**Dataset entries:**
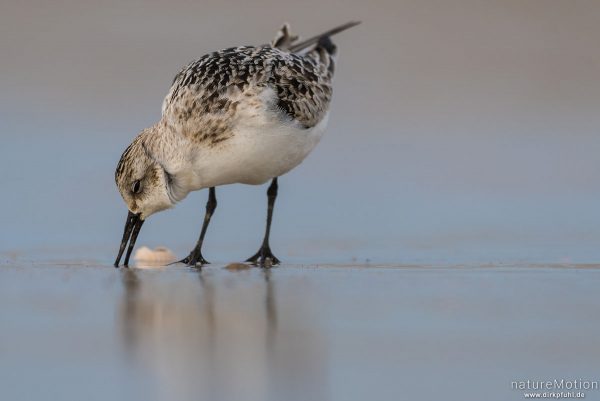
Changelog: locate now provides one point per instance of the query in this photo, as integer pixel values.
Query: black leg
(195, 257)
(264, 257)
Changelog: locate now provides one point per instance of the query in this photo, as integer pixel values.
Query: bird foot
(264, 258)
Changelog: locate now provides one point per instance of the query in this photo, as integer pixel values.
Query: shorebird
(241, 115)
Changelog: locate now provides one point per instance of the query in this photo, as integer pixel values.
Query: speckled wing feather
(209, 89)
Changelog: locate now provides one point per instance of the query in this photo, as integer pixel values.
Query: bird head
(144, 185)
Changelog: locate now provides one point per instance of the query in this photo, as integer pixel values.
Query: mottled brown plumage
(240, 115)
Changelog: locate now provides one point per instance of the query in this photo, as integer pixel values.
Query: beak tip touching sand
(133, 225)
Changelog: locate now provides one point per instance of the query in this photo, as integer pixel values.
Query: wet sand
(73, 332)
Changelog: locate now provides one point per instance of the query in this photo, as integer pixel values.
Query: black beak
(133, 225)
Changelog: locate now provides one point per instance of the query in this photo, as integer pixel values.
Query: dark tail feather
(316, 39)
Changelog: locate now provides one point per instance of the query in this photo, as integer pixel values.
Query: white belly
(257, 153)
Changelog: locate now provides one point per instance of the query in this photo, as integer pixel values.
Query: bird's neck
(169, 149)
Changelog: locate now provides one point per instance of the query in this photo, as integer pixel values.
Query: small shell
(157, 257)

**About this task:** From the line containing "Query: dark tail feather" through the last line of the entries above, print each line exactly as it stands.

**Answer to the exercise:**
Query: dark tail feather
(316, 39)
Changelog: locate now provides one point per instance of the query in this photo, as integer pixel values.
Query: white belly
(257, 153)
Changelog: locate now provides one point per instance of the query in this photo, as integer pixel values.
Query: bird's neck
(169, 149)
Changelog: locate now provides one point per instance of the query in this photo, as integer pixel values.
Query: small shell
(157, 257)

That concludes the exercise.